* [INSTRUÇÕES DE TRABALHO]:
Dê continuidade ao texto sobre coisa julgada e questão prejudicial, começando logo após a última frase apresentada.

====== TRECHO DA FONTE ======

Desde que o tema começou a ser debatido[8], filio-me à corrente que entende necessário que a questão prejudicial conste no dispositivo, considerando (i) a necessidade de segurança a respeito do que foi coberto pela coisa julgada (inclusive para se avaliar o interesse recursal), (ii) a vedação de decisões surpresa (pois, caso exista apenas menção ao assunto na fundamentação, as partes podem se surpreender, no futuro, quanto à existência de coisa julgada), (iii) o “incidentemente” se refere a não ser questão principal e não poder estar o tema apreciado em qualquer local da decisão e (iv) porque o art. 504, I afasta a coisa julgada da motivação – e seria algo consideravelmente subjetivo e passível de interpretação diversas diferenciar o que seria “mera motivação” ou “motivação que decide questão prejudicial capaz de ser coberta pela coisa julgada”. Resta verificar quando e como o STJ pacificará a questão. Até lá, resta ao profissional muita cautela.

Mas, se há dúvida a respeito de qual parte da decisão foi coberta pela coisa julgada, caberiam embargos de declaração para que o juiz esclareça qual o limite objetivo da coisa julgada?

De minha parte, seguramente que sim, pois compete ao juiz esclarecer os limites de sua decisão, sendo cabíveis declaratórios no caso de uma omissão como essa. Ora, compete ao magistrado que proferiu a sentença avaliar se estão presentes os cinco requisitos necessários para que a questão prejudicial seja coberta pela coisa julgada.

Porém, parte da doutrina aponta que isso não seria possível pois não caberia ao juiz do primeiro processo definir os limites da coisa julgada. Isso a partir do modelo norte-americano de issue preclusion, no sentido de que compete ao juiz de um eventual segundo processo avaliar a abrangência da coisa julgada decorrente da primeira decisão (é a posição, por exemplo, do colega de coluna aqui no JOTA Marcelo Pacheco Machado)[9].

Diante desse cenário absolutamente inseguro, o que resta às partes?

====== EXTRATO DE DADOS ======

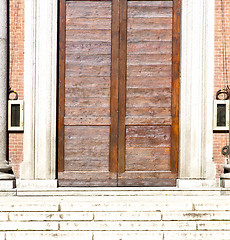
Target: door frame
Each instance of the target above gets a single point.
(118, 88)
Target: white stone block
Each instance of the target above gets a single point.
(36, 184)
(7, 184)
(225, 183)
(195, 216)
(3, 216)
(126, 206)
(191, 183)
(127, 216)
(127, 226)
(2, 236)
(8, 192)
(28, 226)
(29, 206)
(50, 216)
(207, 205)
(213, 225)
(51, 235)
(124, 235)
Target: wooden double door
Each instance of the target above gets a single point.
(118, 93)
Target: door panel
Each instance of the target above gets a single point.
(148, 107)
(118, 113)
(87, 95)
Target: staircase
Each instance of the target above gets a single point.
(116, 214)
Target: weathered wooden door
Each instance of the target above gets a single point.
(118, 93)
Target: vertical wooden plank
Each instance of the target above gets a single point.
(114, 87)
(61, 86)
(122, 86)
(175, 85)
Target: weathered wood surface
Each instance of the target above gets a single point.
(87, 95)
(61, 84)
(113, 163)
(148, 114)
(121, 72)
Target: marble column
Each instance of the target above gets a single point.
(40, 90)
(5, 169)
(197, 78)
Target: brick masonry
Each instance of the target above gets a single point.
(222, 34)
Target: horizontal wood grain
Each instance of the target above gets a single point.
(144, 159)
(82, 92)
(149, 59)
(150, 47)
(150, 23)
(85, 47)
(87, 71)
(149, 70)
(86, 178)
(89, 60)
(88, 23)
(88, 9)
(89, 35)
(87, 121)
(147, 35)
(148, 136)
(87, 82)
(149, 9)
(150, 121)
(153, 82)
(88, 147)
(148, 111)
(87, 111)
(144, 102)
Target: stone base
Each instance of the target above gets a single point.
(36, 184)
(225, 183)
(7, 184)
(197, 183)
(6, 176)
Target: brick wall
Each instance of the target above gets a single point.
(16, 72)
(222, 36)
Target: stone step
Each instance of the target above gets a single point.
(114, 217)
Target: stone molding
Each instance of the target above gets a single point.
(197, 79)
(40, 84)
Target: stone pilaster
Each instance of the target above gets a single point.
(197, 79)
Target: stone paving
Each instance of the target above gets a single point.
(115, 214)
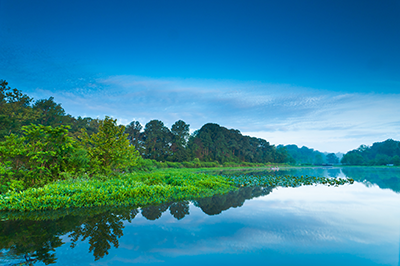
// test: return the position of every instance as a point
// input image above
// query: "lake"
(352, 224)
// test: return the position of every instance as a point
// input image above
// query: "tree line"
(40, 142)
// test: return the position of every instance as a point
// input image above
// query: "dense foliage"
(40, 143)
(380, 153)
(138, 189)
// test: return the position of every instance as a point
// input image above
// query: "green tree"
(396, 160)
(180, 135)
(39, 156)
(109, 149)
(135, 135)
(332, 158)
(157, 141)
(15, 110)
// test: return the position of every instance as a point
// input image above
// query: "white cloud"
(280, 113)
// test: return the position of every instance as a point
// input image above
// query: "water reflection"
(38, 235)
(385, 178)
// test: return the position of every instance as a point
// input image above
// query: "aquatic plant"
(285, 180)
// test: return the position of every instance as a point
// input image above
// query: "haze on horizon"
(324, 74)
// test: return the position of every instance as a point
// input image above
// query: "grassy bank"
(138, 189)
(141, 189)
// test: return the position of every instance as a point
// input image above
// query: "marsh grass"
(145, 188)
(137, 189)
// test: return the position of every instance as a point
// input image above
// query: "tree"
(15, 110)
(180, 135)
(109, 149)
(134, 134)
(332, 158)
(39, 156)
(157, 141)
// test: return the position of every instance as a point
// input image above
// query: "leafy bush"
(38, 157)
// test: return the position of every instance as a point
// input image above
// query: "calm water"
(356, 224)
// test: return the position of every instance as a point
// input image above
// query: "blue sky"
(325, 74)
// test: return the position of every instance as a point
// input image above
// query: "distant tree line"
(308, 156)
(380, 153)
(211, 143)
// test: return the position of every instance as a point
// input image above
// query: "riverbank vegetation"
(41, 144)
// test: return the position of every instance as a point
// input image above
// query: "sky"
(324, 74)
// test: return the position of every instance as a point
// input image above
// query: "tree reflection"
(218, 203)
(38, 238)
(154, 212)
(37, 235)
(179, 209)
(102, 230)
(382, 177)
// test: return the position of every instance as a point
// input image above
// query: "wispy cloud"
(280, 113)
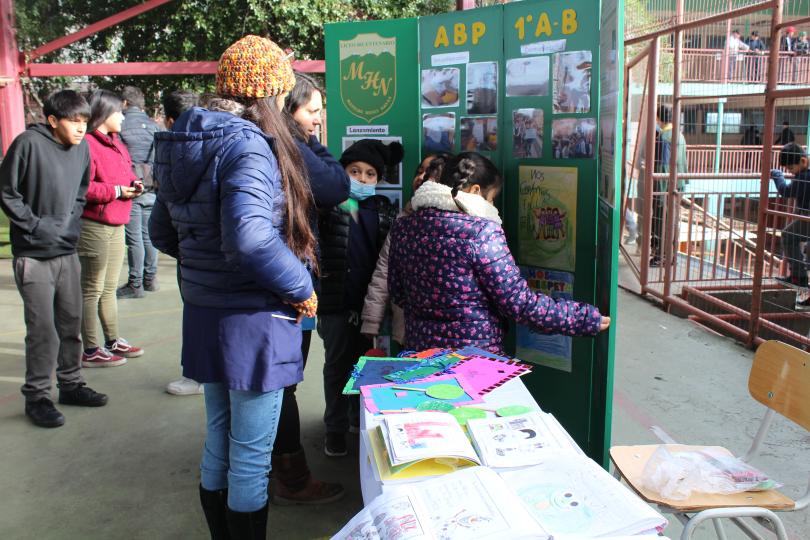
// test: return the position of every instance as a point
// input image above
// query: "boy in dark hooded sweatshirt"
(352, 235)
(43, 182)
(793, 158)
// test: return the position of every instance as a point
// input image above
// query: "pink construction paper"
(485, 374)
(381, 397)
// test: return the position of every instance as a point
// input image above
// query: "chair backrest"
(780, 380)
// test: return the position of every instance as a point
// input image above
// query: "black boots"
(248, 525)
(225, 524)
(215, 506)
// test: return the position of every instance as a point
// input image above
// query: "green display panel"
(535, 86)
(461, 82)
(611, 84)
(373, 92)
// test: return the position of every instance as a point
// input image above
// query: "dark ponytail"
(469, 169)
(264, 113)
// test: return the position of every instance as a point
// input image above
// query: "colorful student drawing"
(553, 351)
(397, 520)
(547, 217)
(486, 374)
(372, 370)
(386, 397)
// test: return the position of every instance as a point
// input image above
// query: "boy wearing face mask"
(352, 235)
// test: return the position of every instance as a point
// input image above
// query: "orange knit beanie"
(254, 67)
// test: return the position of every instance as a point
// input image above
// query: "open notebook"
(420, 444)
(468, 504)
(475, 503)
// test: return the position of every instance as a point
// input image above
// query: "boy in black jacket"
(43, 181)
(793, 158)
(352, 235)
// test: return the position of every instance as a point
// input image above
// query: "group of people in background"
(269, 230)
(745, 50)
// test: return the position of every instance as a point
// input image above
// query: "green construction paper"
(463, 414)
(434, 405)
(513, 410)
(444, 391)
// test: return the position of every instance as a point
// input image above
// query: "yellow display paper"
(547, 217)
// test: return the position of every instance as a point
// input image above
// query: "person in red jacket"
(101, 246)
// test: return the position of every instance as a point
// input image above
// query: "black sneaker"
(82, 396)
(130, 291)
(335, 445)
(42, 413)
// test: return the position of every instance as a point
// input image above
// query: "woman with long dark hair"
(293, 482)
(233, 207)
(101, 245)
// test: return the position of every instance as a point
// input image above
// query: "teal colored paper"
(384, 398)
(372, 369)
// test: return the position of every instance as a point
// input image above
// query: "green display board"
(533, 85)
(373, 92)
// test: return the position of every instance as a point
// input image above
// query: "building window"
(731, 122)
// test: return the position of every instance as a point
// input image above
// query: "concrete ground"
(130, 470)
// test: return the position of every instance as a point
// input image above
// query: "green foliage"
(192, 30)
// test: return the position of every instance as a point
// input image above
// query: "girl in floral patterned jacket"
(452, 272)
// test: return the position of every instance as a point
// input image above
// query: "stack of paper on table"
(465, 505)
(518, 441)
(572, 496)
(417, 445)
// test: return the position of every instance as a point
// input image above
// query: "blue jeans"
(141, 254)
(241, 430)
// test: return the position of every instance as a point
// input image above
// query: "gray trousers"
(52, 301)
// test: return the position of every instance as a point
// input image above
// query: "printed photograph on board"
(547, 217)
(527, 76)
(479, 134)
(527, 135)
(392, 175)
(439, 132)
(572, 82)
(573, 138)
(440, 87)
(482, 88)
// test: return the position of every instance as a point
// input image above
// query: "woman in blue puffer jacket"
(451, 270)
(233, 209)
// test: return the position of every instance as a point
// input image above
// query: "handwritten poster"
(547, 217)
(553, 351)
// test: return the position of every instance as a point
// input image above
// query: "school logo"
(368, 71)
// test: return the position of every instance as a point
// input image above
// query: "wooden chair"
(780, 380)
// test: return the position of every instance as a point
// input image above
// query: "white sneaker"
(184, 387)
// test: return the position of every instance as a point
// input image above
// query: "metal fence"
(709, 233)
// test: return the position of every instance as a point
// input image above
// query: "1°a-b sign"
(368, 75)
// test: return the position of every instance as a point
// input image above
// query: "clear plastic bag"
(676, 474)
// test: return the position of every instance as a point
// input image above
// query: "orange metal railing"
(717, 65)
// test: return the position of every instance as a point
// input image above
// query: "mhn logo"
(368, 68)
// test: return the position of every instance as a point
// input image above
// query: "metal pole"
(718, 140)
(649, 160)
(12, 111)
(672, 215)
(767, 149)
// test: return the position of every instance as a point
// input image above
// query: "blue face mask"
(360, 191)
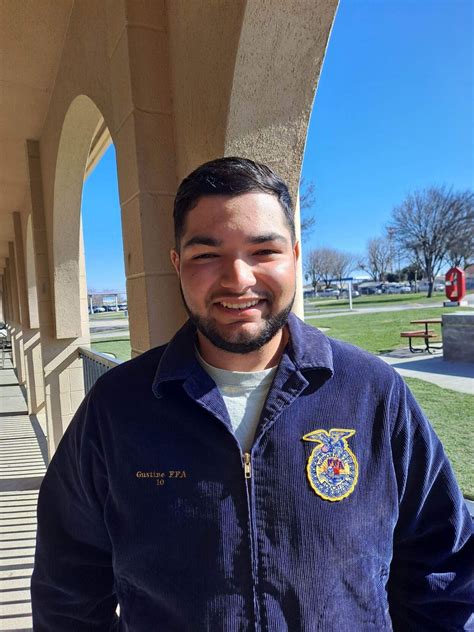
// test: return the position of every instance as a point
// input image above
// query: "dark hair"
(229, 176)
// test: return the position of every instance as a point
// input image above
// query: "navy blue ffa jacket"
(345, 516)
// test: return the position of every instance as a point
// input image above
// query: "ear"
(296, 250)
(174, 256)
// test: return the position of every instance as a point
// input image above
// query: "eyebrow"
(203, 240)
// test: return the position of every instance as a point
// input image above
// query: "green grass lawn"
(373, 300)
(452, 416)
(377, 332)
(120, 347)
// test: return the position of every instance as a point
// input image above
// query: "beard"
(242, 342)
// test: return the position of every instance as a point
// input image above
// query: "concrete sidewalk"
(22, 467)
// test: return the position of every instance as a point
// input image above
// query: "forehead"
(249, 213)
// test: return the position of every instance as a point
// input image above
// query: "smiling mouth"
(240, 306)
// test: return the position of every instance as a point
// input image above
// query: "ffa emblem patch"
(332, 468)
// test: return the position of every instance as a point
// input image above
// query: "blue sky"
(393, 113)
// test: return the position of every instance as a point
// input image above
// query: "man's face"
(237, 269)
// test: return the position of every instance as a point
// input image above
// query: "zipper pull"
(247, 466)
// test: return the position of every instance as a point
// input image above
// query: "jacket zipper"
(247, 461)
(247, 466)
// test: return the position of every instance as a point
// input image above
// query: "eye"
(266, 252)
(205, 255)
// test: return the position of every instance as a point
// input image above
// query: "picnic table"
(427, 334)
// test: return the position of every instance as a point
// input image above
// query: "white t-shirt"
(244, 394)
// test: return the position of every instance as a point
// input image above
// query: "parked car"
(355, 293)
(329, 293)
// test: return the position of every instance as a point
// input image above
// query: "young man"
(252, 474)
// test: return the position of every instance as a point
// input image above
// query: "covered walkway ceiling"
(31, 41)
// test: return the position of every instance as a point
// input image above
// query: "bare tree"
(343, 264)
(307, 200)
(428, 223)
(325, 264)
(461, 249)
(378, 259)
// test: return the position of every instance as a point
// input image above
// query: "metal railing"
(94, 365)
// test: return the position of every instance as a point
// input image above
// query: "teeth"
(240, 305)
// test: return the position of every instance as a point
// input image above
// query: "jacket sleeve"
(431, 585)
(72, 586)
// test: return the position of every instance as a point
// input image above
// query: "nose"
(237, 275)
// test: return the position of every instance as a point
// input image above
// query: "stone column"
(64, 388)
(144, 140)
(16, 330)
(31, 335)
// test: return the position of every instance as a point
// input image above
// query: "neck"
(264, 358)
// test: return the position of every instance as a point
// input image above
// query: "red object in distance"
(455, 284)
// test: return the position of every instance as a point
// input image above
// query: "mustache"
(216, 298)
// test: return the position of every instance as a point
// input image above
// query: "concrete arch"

======

* [RESPOSTA À TAREFA]:
O cenário está muito instável. Para tentar trazer o mínimo de racionalidade e segurança, à luz do direito positivo (é certo que o melhor cenário seria nova alteração legislativa…), parece-me que a melhor solução (ou a única) é a seguinte: a própria parte formular um pedido para que a questão prejudicial seja coberta pela coisa julgada.

Mas se ação declaratória incidental não mais existe no NCPC, é possível à parte expressamente pleitear ao juiz que haja a apreciação da questão prejudicial com força de coisa julgada? Isso não estaria burlando a extinção da ação declaratória incidental? Creio que não.

Ora, se no NCPC o juiz pode apreciar a questão prejudicial mesmo sem pedido da parte, é óbvio que pode fazê-lo se a parte assim pedir. Mas não pela ação declaratória incidental, que deixou de existir. Isso pode ser feito por meio de reconvenção (se pelo réu) ou por nova demanda (seja pelo autor ou réu), distribuída por dependência, em que haverá pedido declaratório da parte quanto à questão prejudicial.

Esse entendimento foi acolhido pelo plenário das I Jornadas de Direito Processual Civil do CJF (Conselho da Justiça Federal), pelo enunciado 35: “Considerando os princípios do acesso à justiça e da segurança jurídica, persiste o interesse de agir na propositura de ação declaratória a respeito da questão prejudicial incidental, a ser distribuída por dependência da ação preexistente, inexistindo litispendência entre ambas as demandas (arts. 329 e 503, § 1º, do CPC)”. Vale destacar que esse enunciado foi proposto por mim, e tive o privilégio de vê-lo aprovado no referido evento.

Ou seja, há uma série de polêmicas envolvendo os limites objetivos da coisa julgada (qual parte da decisão é coberta pela coisa julgada). Enquanto essa polêmica persistir, o mais seguro é provocar o juiz – seja por embargos de declaração, seja por ação autônoma.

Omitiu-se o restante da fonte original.